Exercise description: Repeat the records verbatim and leave the pictures out of your copy.

Extracted records:
Content starts

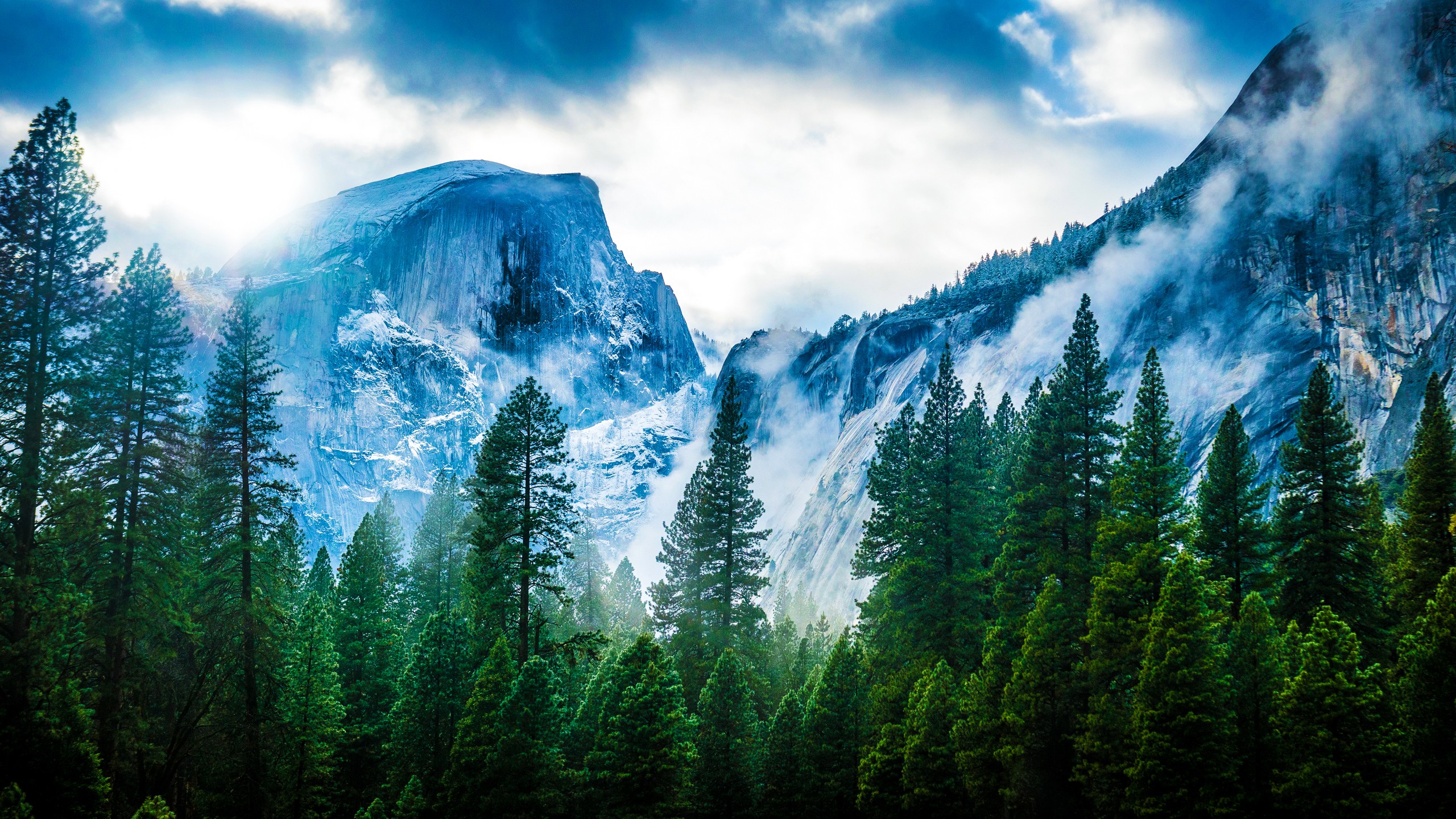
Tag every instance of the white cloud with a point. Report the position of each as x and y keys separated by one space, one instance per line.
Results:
x=763 y=197
x=1124 y=61
x=309 y=12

Content ends

Solved exercise:
Tag every instance of the white cloud with a point. Report the position of each as x and y keys separated by one space, one instance per line.
Results:
x=763 y=197
x=1124 y=61
x=309 y=12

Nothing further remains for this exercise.